(Point placement records)
— BEGIN —

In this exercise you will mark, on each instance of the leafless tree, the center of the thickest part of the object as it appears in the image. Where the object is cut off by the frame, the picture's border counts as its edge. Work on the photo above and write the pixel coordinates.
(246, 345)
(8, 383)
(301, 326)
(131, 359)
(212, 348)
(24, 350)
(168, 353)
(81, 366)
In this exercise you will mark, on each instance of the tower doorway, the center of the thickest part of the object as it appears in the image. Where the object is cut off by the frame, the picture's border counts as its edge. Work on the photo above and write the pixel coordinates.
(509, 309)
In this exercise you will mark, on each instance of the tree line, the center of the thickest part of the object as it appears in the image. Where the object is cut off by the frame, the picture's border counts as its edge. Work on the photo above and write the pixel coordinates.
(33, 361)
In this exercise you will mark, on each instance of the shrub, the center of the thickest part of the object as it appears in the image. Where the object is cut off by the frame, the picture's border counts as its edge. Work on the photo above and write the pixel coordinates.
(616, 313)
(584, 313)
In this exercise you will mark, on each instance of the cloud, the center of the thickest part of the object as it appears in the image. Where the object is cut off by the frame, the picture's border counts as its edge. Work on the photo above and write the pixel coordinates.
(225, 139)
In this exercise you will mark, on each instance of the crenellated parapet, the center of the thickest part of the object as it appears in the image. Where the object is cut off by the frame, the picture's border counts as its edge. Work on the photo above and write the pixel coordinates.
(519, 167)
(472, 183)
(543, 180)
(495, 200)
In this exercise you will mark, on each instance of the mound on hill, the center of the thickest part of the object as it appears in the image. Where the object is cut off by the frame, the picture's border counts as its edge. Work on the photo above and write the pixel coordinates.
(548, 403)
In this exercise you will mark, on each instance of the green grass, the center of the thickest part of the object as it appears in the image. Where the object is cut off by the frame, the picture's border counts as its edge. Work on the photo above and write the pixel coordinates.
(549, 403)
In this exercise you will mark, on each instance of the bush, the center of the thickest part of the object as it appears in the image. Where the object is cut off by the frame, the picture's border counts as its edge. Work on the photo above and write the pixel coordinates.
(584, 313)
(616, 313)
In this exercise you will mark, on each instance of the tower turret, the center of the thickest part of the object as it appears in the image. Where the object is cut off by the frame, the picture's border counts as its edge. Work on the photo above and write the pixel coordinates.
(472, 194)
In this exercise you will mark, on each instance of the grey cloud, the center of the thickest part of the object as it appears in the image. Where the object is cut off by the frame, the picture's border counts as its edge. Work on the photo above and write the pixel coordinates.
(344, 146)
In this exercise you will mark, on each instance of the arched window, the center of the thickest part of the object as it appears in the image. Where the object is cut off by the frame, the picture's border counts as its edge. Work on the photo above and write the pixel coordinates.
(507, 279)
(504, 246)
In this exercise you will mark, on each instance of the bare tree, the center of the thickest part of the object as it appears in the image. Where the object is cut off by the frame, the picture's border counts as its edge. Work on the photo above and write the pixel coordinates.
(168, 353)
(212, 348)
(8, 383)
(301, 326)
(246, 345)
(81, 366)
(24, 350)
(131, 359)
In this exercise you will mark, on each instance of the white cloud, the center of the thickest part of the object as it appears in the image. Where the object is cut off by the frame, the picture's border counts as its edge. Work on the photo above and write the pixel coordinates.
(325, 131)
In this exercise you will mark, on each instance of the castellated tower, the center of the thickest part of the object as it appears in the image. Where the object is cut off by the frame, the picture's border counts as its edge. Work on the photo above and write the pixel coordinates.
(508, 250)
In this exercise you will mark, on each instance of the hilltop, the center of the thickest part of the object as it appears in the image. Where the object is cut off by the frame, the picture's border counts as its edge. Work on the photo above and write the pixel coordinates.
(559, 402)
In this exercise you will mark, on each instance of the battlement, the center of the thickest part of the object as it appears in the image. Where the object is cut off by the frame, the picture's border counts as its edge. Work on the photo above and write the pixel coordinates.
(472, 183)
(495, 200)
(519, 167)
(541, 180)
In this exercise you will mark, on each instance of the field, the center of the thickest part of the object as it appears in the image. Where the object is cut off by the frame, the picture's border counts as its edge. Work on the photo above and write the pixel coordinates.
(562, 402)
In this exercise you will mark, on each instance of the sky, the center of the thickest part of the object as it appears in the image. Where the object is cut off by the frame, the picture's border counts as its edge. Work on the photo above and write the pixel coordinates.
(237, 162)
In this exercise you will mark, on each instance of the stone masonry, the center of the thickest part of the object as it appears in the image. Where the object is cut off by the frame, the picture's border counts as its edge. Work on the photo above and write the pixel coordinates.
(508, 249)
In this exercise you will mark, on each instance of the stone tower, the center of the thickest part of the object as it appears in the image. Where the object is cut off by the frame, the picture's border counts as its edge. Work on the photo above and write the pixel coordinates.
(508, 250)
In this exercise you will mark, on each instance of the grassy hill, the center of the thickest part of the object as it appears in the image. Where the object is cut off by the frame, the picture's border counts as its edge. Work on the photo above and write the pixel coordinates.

— END —
— BEGIN —

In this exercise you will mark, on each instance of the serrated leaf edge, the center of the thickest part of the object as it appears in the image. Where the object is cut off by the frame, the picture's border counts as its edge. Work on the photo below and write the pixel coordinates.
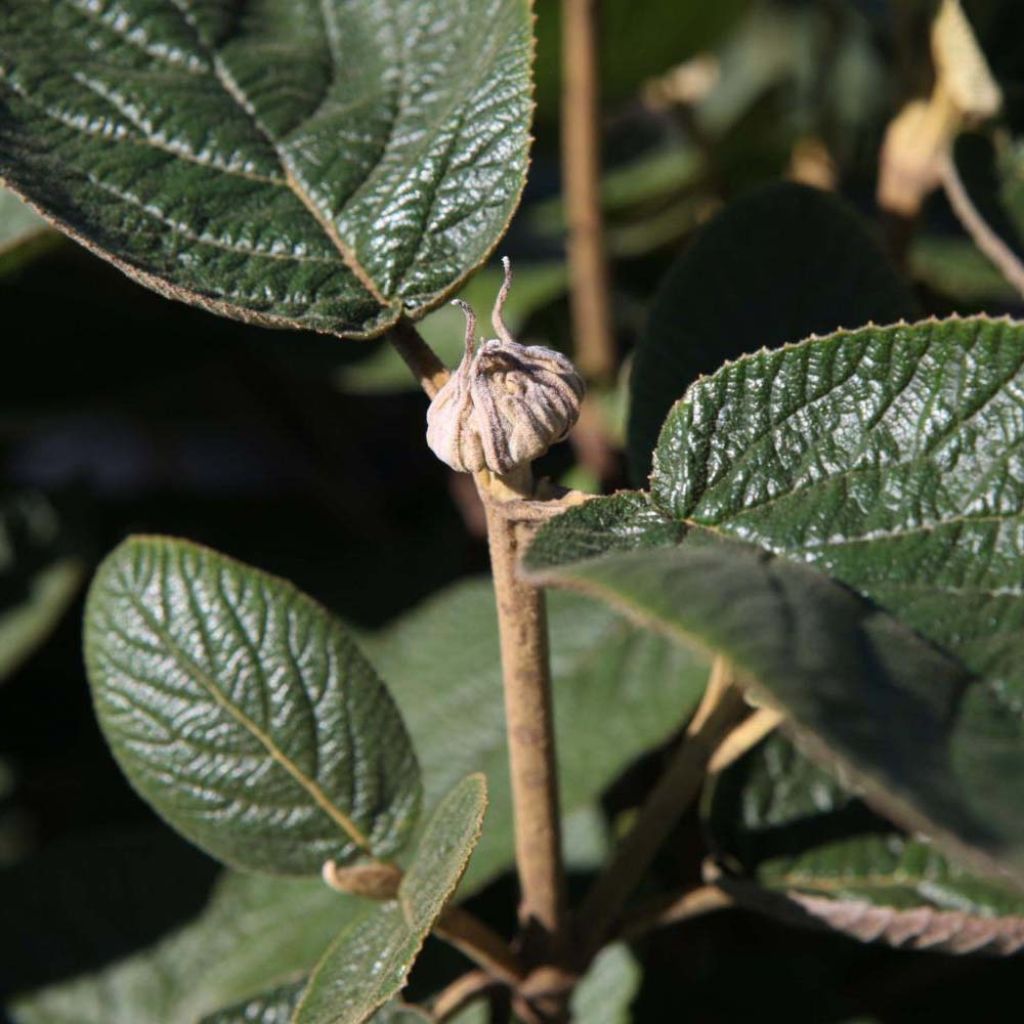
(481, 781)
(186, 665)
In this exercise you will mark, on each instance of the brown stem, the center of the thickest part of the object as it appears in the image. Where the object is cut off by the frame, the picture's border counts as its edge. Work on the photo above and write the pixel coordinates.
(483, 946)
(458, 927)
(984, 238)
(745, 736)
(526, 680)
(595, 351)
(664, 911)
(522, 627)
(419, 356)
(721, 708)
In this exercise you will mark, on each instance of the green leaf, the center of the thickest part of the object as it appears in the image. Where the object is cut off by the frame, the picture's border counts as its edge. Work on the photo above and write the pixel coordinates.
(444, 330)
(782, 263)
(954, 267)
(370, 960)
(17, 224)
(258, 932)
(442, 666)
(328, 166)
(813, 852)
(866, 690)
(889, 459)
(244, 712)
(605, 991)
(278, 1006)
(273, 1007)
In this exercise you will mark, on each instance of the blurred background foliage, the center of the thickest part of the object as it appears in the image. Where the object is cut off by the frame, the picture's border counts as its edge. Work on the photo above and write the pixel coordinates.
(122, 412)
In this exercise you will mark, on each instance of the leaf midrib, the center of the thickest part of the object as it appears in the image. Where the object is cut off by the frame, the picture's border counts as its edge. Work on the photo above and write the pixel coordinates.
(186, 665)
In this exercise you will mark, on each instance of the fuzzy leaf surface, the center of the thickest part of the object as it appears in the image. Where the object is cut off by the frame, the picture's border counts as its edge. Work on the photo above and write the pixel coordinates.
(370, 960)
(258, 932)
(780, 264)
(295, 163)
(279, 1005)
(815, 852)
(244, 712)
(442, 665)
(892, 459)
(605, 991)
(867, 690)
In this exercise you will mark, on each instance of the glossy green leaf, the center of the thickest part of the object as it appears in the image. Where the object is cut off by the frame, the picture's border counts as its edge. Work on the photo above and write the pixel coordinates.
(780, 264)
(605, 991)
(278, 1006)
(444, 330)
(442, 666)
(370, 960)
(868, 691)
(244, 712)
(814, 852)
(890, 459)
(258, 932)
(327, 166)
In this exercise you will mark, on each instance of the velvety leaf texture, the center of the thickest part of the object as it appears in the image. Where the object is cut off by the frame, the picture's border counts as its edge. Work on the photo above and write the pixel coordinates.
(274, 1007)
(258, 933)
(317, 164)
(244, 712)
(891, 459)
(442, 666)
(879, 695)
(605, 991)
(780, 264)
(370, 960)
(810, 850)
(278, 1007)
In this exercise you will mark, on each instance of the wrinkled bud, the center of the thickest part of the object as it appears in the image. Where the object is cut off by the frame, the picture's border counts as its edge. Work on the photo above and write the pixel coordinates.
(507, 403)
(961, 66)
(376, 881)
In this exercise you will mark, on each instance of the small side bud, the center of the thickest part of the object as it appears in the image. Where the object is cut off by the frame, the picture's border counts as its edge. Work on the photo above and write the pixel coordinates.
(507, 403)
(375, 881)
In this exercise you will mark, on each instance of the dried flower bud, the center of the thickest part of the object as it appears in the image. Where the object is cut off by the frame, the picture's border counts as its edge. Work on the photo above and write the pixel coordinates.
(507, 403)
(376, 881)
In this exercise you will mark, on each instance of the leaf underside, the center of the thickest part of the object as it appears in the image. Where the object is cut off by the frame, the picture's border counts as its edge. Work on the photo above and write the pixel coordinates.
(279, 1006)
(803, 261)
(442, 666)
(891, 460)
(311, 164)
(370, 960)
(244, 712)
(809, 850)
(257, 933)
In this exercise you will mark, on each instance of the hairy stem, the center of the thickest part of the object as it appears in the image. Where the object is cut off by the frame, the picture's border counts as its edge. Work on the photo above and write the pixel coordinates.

— END —

**Task to carry out:** Copy everything from the line containing "of the brown" down to the line containing "(273, 1007)", substituting "widest part" for "thickest part" wherever it occurs and leaving the rest untouched.

**Answer for the task:**
In this exercise you will mark, on each instance of the brown stem, the center of the widest part of the object as it appears in the image. Where the object is cut off by the frame, the picture's border counts as its edge. Work on the photo above and write the pixel coordinates.
(483, 946)
(458, 927)
(984, 238)
(745, 736)
(526, 680)
(595, 351)
(664, 911)
(522, 627)
(419, 356)
(721, 708)
In this exercise you will mark, on each instance of the green leaf, the center of the widest part of the object as it appears in the image. Where the object is cut off by the frame, the picture's border counts as its edge. Work on the photo above and write the pixel coordinates.
(444, 330)
(782, 263)
(954, 267)
(370, 960)
(17, 224)
(258, 932)
(442, 666)
(328, 166)
(813, 852)
(866, 690)
(889, 459)
(244, 712)
(605, 991)
(278, 1006)
(273, 1007)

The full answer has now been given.